Hedef = Birinci Balkan Savaşı'na giden süreci anlatan metni, son cümlesinden sonra devam ettirin.

Bütün bu hâdiseler devam ederken, İtalyanlar Trablusgarb’daki mukavemetten kurtulmak için, 1912 Mayısı’nda Arnavutluk’ta bir ayaklanma çıkardılar. O bölgedeki nüfuzunu kaybetmemek için Avusturya’nın da desteklediği bu isyan, Osmanlı Devleti’nin Balkanlar’daki nüfuzunu iyice sarstı.24 Bu arada ordudaki kaynaşmadan dolayı ortaya çıkan “Halaskar Zabitân Grubu”nun25 arka çıkmasıyla Arnavutluk isyanı daha da alevlendi. İttihat ve Terakkî’nin kötü yönetimine karşı yapıldığı söylenen bu ayaklanma, bu grubun İstanbul’daki mensuplarının baskıları sonunda Said Paşa kabinesi istifa etmek zorunda bırakılmasıyla sonuçlandırıldı.26 Böylece İttihat ve Terakki yönetimi sona erdi ve fakat 22 Temmuz 1912’de Gazi Ahmed Muhtar Paşa’nın kurduğu “Büyük Kabine” veya “baba-oğul kabinesi” adı verilen yeni hükûmet de Balkan milletlerinin Osmanlı Devleti aleyhine birleştiklerini fark etmedi.27
B. Birinci Balkan Savaşı
(1912-1913)
İttihat ve Terakki Dönemi’nde yapılan Balkan Harbi’ni teşvik edici hatalar, İttihat ve Terakkî’nin iktidardan düşmesinden sonra Ahmed Muhtar Paşa kabinesi döneminde de devam etmiş, Balkan ittifakını el altından hazırlayan Rusya’nın, Osmanlı Hâriciye Nazırı Noradungiyan Efendi’ye, Balkanlar’da savaş olmayacağı konusunda verdiği sahte teminâta dayanılarak, Rumeli’deki yüz yirmi tabur talimli asker terhis edilmiştir.28 İşte daha Arnavutluk isyânları yatışmadığı ve Osmanlı Devleti’nin 75 bin talimli askerinin ordudan terhis edildiği sıralarda (30 Eylül 1912) Balkan Devletleri seferberlik ilân ettiler. 3 Ekim 1912’de de Bulgaristan, Sırbistan, Yunanistan ve Karadağ hükûmetleri Bâb-ı Âli’ye ortak bir nota vererek Türk hükûmetinden üç gün içinde eski Sırbistan, Makedonya, Arnavutluk ve Girit’e muhtariyet verilmesini istediler.
Sürenin bitiminde isteklerini tekrarlayarak yeniden üç günlük süre tanıyan Balkan devletleri, Batılı devletlere de ortak nota vererek istekleri kabul edilmediği takdirde silahla kabul ettireceklerini bildirdiler. Bunun ardından 13 Ekim 1912’de Rumeli’de yapılacak olan ıslahatın, büyük devletlerle birlikte kendi kontrolleri altında yapılmasını Osmanlı Devleti’nden ağır bir nota ile istediler.29 Osmanlı Devleti, bu notayı Balkan devletleri ile olan münâsebetini kesmekle cevaplandırdı.30 Bunun üzerine ilk olarak 8 Ekim 1912’de Karadağ Osmanlı Devleti’ne savaş ilân etti.31 Savaşı ilk önce bu en küçük Balkan devletinin ilân etmesi Avrupa diplomasisinin durumunu göstermesi bakımından ilgi çekicidir.

Çıkarılan Bilgiler =
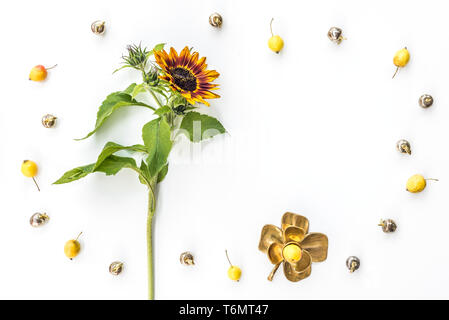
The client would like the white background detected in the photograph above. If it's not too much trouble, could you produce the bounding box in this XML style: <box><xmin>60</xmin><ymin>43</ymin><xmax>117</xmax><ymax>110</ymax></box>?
<box><xmin>0</xmin><ymin>0</ymin><xmax>449</xmax><ymax>299</ymax></box>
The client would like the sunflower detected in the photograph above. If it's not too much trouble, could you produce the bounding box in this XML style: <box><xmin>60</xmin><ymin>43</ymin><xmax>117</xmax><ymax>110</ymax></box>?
<box><xmin>154</xmin><ymin>47</ymin><xmax>220</xmax><ymax>106</ymax></box>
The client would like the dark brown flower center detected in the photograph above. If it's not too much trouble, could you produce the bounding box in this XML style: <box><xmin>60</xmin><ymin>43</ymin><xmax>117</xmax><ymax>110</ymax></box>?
<box><xmin>170</xmin><ymin>68</ymin><xmax>197</xmax><ymax>91</ymax></box>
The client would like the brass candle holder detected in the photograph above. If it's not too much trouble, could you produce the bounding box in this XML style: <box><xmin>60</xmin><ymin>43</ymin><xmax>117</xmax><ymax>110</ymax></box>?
<box><xmin>259</xmin><ymin>212</ymin><xmax>328</xmax><ymax>282</ymax></box>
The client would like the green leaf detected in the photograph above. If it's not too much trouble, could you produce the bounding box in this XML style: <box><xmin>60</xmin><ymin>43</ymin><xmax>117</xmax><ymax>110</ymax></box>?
<box><xmin>154</xmin><ymin>106</ymin><xmax>171</xmax><ymax>116</ymax></box>
<box><xmin>94</xmin><ymin>142</ymin><xmax>147</xmax><ymax>171</ymax></box>
<box><xmin>157</xmin><ymin>163</ymin><xmax>168</xmax><ymax>183</ymax></box>
<box><xmin>93</xmin><ymin>156</ymin><xmax>138</xmax><ymax>176</ymax></box>
<box><xmin>180</xmin><ymin>111</ymin><xmax>226</xmax><ymax>142</ymax></box>
<box><xmin>142</xmin><ymin>118</ymin><xmax>172</xmax><ymax>177</ymax></box>
<box><xmin>147</xmin><ymin>43</ymin><xmax>165</xmax><ymax>57</ymax></box>
<box><xmin>53</xmin><ymin>163</ymin><xmax>95</xmax><ymax>184</ymax></box>
<box><xmin>76</xmin><ymin>83</ymin><xmax>156</xmax><ymax>140</ymax></box>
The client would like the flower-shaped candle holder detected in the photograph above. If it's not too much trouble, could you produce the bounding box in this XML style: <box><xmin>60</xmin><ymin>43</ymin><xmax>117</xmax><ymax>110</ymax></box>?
<box><xmin>259</xmin><ymin>212</ymin><xmax>328</xmax><ymax>282</ymax></box>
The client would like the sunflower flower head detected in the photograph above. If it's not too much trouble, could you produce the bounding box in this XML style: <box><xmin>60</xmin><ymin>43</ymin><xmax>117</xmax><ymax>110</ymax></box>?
<box><xmin>154</xmin><ymin>47</ymin><xmax>220</xmax><ymax>106</ymax></box>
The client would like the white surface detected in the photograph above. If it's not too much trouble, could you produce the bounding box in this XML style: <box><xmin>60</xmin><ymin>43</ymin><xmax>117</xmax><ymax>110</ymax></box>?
<box><xmin>0</xmin><ymin>0</ymin><xmax>449</xmax><ymax>299</ymax></box>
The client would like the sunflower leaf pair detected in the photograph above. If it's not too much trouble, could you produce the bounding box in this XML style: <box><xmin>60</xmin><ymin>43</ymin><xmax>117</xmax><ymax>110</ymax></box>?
<box><xmin>259</xmin><ymin>212</ymin><xmax>328</xmax><ymax>282</ymax></box>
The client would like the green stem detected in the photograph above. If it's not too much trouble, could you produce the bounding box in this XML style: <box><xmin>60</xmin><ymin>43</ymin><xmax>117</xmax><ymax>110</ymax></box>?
<box><xmin>147</xmin><ymin>190</ymin><xmax>156</xmax><ymax>300</ymax></box>
<box><xmin>147</xmin><ymin>88</ymin><xmax>163</xmax><ymax>107</ymax></box>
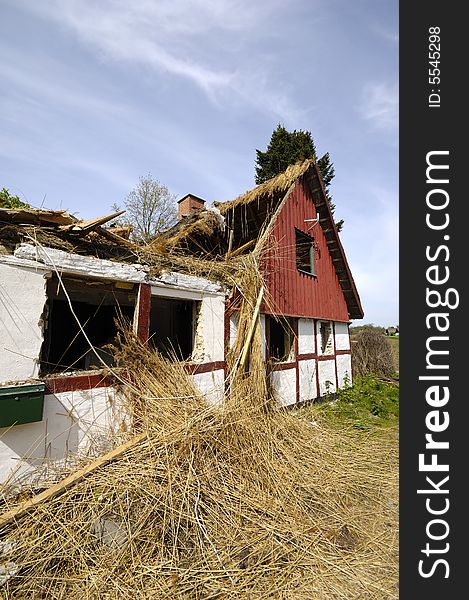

Görevin Sonucu =
Karadağ’ın Osmanlı Devleti’ne savaş ilân etmesiyle Balkan savaşlarının birinci safhası başlamış oldu. Karadağ’ın arkasından 17 Ekim’de Bulgaristan ve Sırbistan, 19 Ekim’de de Yunanistan Osmanlı Devleti’ne savaş ilân ederek, yılların biriktirdiği ihtiraslarını gerçekleştirmek gayesiyle harekete geçtiler.32 Bunun üzerine Osmanlı Devleti de, adı geçen devletlere ayrı ayrı savaş ilân etti.33 Osmanlı Devleti’nin savaşa karar verişinde, Ekim 1912’lerde İstanbul ve taşrada cereyan eden “Harp mitingleri”nin de etkili olduğu söylenmektedir.34
Aslında başlangıçta büyük devletlerce Balkanlar’da bir savaşı önleyecek tedbirlerin alınması mümkün olabilirdi. Lâkin Avrupa Devletlerinin hiçbiri görünüşte Balkanlar’da barışın korunmasından yana olmalarına rağmen, hiçbir etkili önlem alma yoluna gitmedi. Bu açıdan hepsi fikir vermeye hazır, ancak sorunu çözümleyecek esas adımları atmaya hiçbir Avrupa devleti hazır değildi. Onların politikaları gereğince, Balkan buhranını önleyecek yerde, menfaatlerini koruma yoluna gitmeleri, yani siyasî hesap ve düşüncelerinin insanlık ideâline galip gelmesi bu savaşın çıkmasına yol açan en büyük etkenlerden birisiydi.35 Nitekim Balkanlar’daki durumun şiddetlenmesi üzerine, Osmanlı Devleti’nin Balkan ittifakını yenebileceğini düşünen Rusya ve Avusturya, bü-
tün Avrupa Büyük Devletleri adına 8 Ekim 1912’de bir bildiri yayınlayarak, Osmanlı Devleti ile Balkan devletleri arasındaki çıkacak olan savaşın sonunda Rumeli’de sınır değişikliğini kabul etmeyeceklerini ve Balkanlar’da statükonun aynen korunacağını açıkladılar36 (Bkz. Harita 1).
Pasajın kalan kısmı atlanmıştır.